EXTRAIT DU TEXTE ▸
Victoria
Gladstone se concentre sur l’Irlande avec obstination. Il veut y créer des universités catholiques et non confessionnelles. Victoria souhaiterait une politique moins idéologique et plus pragmatique, qui s’occupe en temps utile des problèmes concrets des gens. Par exemple, elle s’efforce d’attirer son attention sur l’augmentation et la gravité alarmantes des catastrophes ferroviaires.
« On légifère sur tous les sujets possibles et imaginables, lui écrit-elle, mais il en est un qui est bien aussi important que l’éducation, à savoir la sécurité des vies humaines, et il semble susciter bien moins d’intérêt que beaucoup d’autres. Il n’y a pas un seul autre pays où il y ait autant de terribles accidents. »
Victoria relève de sa maladie avec un appétit retrouvé pour les affaires de l’État. Il lui paraît plus que jamais indispensable de s’occuper de sa santé. Au mois d’avril, elle est allée prendre les eaux à Baden. Voyageant sous l’anonymat transparent de son titre de duchesse de Kent, elle a traversé dans les deux sens la France encore occupée. Dans cette chaleur printanière, elle a trouvé la cure de bains de vapeur tout à fait détestable. L’un des points positifs de ce voyage est qu’elle en revient avec un nouveau compagnon : le teckel Waldman.
Son amour des animaux est une des grandes consolations de Victoria. Elle n’a jamais oublié Dash, le petit épagneul king-charles que lui avait offert Mme de Kent lorsqu’elle avait 15 ans. Elle lui donnait elle-même son bain, et se souvient de l’avoir fait le jour de son couronnement. Quand il est mort, l’année de son mariage, elle a rédigé une épitaphe pour sa tombe, près du cottage d’Adélaïde, dans les jardins de Windsor.
« Ci-gît Dash, l’épagneul favori de Sa Majesté la Reine Victoria, à la demande de qui ce mémorial fut érigé. Il est mort le 20 décembre 1840 dans sa neuvième année. Son attachement était sans égoïsme, sa gaieté sans malice, sa fidélité sans tromperie. Lecteur, si tu veux être aimé pendant ta vie et regretté après ta mort, suis cet exemple. »
D’aussi loin qu’elle se souvienne, elle a toujours vécu entourée de ses chiens. Ils gravitent constamment autour d’elle, pendant ses promenades ou dans ses appartements, grimpant sur ses genoux, paressant sur les tapis ou sautant sur les tables. Elle affectionne tout particulièrement les modestes bergers écossais de la race border-collie, comme Noble ou Sharp. Ce dernier a très mauvais caractère et ne respecte qu’elle. Il y a aussi Roy, le fox-terrier, et bien d’autres encore. La passion de Sa Majesté fait de nombreux émules dans le pays. Elle s’en sert pour militer contre la cruauté envers les animaux. Ce qu’elle lit à ce sujet dans les journaux la révolte.

TRAVAIL DEMANDÉ ▸
1 - Recopiez l'extrait sur la reine Victoria en commençant à « D’aussi loin qu’elle » et en terminant à « journaux la révolte. ».
2 - Poursuivez l'extrait sur la reine Victoria à la suite de sa dernière phrase.

DONNÉES FOURNIES ▸
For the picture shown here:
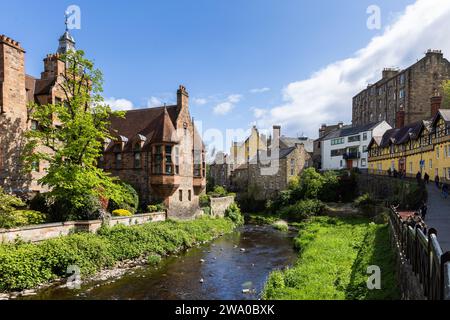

RÉPONSES ATTENDUES ▸
1 -
D’aussi loin qu’elle se souvienne, elle a toujours vécu entourée de ses chiens. Ils gravitent constamment autour d’elle, pendant ses promenades ou dans ses appartements, grimpant sur ses genoux, paressant sur les tapis ou sautant sur les tables. Elle affectionne tout particulièrement les modestes bergers écossais de la race border-collie, comme Noble ou Sharp. Ce dernier a très mauvais caractère et ne respecte qu’elle. Il y a aussi Roy, le fox-terrier, et bien d’autres encore. La passion de Sa Majesté fait de nombreux émules dans le pays. Elle s’en sert pour militer contre la cruauté envers les animaux. Ce qu’elle lit à ce sujet dans les journaux la révolte.

2 -
« La reine regrette de dire, écrit-elle un jour au ministre conservateur Gathorne Hardy, qu’elle pense que les Anglais sont enclins à être plus cruels envers les animaux que d’autres nations civilisées. »
Car, en dépit de ses convictions religieuses qui la persuadent de la nature spirituelle de l’espèce humaine, elle a l’intuition de sa grande parenté avec les espèces animales. L’admiration qu’avait Albert pour les thèses de Charles Darwin la conforte dans cette opinion. L’exemplaire pureté de sentiments que lui témoignent ses animaux familiers est à l’évidence une source de bonheur. Le développement de la civilisation ne vaut, à ses yeux, que dans la mesure où il ne détourne pas l’homme de sa bonté naturelle.
En juillet 1872, c’est dans cet environnement domestique, entourée de ses chiens, qu’elle reçoit de manière très informelle Henry Morton Stanley. Au mois de mai, Londres apprenait qu’il avait retrouvé l’explorateur écossais David Livingstone en octobre de l’année précédente, près du lac Tanganyika. Avec son accent américain sonore, Stanley raconte cette aventure. Victoria a suivi avec beaucoup d’intérêt les expéditions de Livingstone, qui a donné son nom aux chutes du Zambèze. Elle partage sa détestation de l’esclavage, et admire la mission qu’il a entreprise d’apporter aux peuples d’Afrique le salut de la religion chrétienne. Elle se remémore Livingstone dans son uniforme de consul britannique, veste noire, pantalon bleu et képi à galon doré.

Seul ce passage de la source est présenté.